[Records from a data collection]
━━━━━━━━━━━━━━━━━━━━

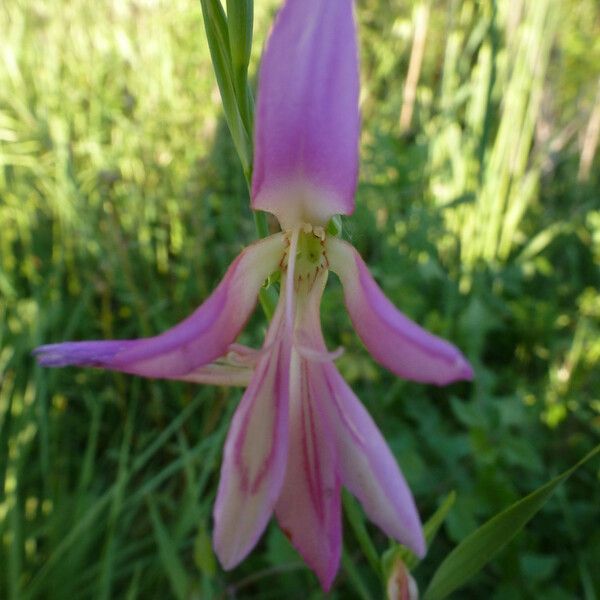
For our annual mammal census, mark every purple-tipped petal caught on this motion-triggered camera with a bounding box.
[34,234,284,381]
[327,238,473,385]
[213,302,290,569]
[252,0,359,229]
[322,364,425,557]
[275,354,342,591]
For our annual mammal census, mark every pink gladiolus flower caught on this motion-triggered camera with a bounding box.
[36,0,472,589]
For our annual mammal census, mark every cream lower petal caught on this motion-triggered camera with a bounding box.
[275,352,341,591]
[322,365,425,556]
[214,310,290,569]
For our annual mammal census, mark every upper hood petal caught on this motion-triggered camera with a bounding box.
[252,0,360,229]
[327,238,473,385]
[34,234,284,379]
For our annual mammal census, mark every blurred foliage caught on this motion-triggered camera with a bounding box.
[0,0,600,600]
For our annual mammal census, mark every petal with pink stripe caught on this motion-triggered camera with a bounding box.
[275,353,342,591]
[213,302,290,569]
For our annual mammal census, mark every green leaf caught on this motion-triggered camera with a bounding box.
[200,0,252,180]
[146,496,190,600]
[382,491,456,581]
[423,444,600,600]
[227,0,254,133]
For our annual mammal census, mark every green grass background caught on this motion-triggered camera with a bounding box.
[0,0,600,600]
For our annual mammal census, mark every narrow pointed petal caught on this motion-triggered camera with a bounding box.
[252,0,359,229]
[213,302,290,569]
[275,353,341,591]
[327,238,473,385]
[322,364,425,557]
[34,234,284,380]
[179,362,254,387]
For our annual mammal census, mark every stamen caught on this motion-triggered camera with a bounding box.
[285,227,300,335]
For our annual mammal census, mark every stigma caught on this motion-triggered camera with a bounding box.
[280,223,329,287]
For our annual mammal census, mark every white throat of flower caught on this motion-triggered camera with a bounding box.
[281,223,343,361]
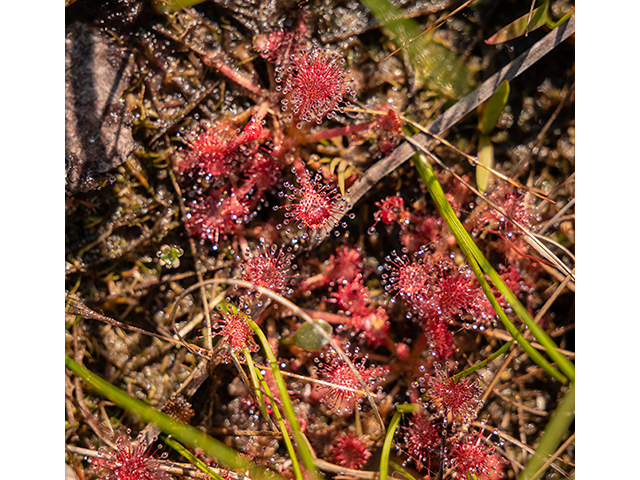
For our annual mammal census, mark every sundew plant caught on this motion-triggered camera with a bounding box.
[65,0,575,480]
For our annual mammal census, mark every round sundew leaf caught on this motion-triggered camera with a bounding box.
[293,320,333,351]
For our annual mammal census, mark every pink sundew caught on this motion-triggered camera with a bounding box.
[424,319,456,360]
[401,413,440,471]
[93,434,171,480]
[332,432,373,470]
[422,260,491,325]
[186,191,250,249]
[349,307,391,348]
[373,196,405,226]
[386,255,430,305]
[315,351,381,415]
[215,312,259,363]
[242,240,291,294]
[331,274,369,316]
[423,367,482,424]
[478,187,535,237]
[451,430,504,480]
[282,47,351,128]
[325,246,364,284]
[274,169,345,238]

━━━━━━━━━━━━━━━━━━━━

• Work required
Repeat word for word the lines of the records from the line containing "For our annual mammal census, mark every pink sundew" through the line containing "[315,351,381,415]", including both of those lines.

• The completed task
For our annual mammal census, mark every pink sundew caught on this motion-triggered camera with a bounding box.
[424,319,456,360]
[401,413,440,471]
[93,434,171,480]
[332,432,373,470]
[422,260,491,325]
[186,191,250,249]
[349,307,391,348]
[373,196,405,226]
[386,255,430,305]
[315,351,381,415]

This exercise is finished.